Skeletal muscle binding and renal excretion of digoxin in man

Oral digoxin effects on exercise performance, K+ regulation and skeletal muscle Na+ ,K+ -ATPase in healthy humans

Abstract

We investigated whether digoxin lowered muscle Na⁺,K⁺‐ATPase (NKA), impaired muscle performance and exacerbated exercise K⁺ disturbances. Ten healthy adults ingested digoxin (0.25 mg; DIG) or placebo (CON) for 14 days and performed quadriceps strength and fatiguability, finger flexion (FF, 105%_{peak‐workrate}, 3 × 1 min, fourth bout to fatigue) and leg cycling (LC, 10 min at 33% VO2peak and 67% VO2peak, 90% VO2peak to fatigue) trials using a double‐blind, crossover, randomised, counter‐balanced design. Arterial (a) and antecubital venous (v) blood was sampled (FF, LC) and muscle biopsied (LC, rest, 67% VO2peak, fatigue, 3 h after exercise). In DIG, in resting muscle, [³H]‐ouabain binding site content (OB‐F_ab) was unchanged; however, bound‐digoxin removal with Digibind revealed total ouabain binding (OB+F_ab) increased (8.2%, P = 0.047), indicating 7.6% NKA–digoxin occupancy. Quadriceps muscle strength declined in DIG (−4.3%, P = 0.010) but fatiguability was unchanged. During LC, in DIG (main effects), time to fatigue and [K⁺]_a were unchanged, whilst [K⁺]_v was lower (P = 0.042) and [K⁺]_a‐v greater (P = 0.004) than in CON; with exercise (main effects), muscle OB‐F_ab was increased at 67% VO2peak (per wet‐weight, P = 0.005; per protein P = 0.001) and at fatigue (per protein, P = 0.003), whilst [K⁺]_a, [K⁺]_v and [K⁺]_a‐v were each increased at fatigue (P = 0.001). During FF, in DIG (main effects), time to fatigue, [K⁺]_a, [K⁺]_v and [K⁺]_a‐v were unchanged; with exercise (main effects), plasma [K⁺]_a, [K⁺]_v, [K⁺]_a‐v and muscle K⁺ efflux were all increased at fatigue (P = 0.001). Thus, muscle strength declined, but functional muscle NKA content was preserved during DIG, despite elevated plasma digoxin and muscle NKA–digoxin occupancy, with K⁺ disturbances and fatiguability unchanged.

DATASET EXCERPTS:
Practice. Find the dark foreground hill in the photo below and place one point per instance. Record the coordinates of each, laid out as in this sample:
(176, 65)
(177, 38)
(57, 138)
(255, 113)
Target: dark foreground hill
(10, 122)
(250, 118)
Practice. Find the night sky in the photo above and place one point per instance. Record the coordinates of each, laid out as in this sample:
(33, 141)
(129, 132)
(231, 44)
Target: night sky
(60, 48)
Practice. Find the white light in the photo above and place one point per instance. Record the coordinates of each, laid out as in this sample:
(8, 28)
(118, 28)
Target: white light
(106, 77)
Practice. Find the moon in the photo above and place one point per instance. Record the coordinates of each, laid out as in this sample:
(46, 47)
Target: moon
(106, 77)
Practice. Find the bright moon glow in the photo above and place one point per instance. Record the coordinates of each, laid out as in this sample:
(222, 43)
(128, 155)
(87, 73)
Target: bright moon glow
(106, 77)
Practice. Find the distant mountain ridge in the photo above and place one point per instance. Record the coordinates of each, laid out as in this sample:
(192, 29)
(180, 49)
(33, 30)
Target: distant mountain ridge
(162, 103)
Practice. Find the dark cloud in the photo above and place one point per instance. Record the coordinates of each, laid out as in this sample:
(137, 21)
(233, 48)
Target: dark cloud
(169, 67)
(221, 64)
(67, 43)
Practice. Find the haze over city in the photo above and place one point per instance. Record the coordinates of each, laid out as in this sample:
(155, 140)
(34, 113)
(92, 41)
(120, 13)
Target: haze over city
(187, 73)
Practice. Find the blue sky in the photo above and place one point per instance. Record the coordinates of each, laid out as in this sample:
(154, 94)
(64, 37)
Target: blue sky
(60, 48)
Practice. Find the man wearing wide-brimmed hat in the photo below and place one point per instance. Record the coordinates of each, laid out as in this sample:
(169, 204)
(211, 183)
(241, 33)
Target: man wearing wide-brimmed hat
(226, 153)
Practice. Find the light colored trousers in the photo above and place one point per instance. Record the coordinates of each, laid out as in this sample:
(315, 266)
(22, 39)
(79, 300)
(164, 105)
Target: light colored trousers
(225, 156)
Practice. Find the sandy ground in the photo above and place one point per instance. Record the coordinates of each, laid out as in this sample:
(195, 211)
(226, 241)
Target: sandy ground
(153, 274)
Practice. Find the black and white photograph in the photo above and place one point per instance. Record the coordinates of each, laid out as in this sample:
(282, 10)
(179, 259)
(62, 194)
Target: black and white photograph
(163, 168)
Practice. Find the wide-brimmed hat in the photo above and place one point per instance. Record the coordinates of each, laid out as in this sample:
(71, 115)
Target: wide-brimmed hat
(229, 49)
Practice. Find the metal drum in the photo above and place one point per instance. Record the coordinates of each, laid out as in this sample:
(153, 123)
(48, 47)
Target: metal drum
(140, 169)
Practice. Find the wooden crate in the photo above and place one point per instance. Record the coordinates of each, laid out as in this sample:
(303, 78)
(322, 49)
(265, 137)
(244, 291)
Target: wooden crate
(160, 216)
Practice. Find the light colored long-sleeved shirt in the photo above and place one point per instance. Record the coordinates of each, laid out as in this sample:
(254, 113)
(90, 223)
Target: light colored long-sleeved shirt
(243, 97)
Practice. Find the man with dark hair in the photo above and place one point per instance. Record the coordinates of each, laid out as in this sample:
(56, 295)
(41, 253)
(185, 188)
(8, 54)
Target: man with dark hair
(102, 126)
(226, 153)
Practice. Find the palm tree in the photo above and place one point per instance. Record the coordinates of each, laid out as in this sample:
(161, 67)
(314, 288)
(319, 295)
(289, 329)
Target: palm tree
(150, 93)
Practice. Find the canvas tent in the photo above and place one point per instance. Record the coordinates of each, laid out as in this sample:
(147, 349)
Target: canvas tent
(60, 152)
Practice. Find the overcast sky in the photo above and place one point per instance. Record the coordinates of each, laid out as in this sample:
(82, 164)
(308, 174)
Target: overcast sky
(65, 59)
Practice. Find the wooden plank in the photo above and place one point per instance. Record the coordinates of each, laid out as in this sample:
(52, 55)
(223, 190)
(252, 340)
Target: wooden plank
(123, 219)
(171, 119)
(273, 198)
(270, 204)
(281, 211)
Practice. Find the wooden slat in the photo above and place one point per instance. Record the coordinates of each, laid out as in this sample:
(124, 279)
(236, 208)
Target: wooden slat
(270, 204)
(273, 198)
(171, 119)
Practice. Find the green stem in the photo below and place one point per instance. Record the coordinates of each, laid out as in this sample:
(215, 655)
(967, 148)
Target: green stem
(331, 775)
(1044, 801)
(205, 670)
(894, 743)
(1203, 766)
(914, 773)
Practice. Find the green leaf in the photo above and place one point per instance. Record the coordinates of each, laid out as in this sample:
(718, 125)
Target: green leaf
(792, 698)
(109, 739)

WHAT THIS TASK INVOLVES:
According to the digoxin abstract, how much did quadriceps muscle strength change in the DIG condition? Please treat the material as separate from the digoxin abstract.

PROBLEM SOLUTION:
It declined by 4.3% (P = 0.010).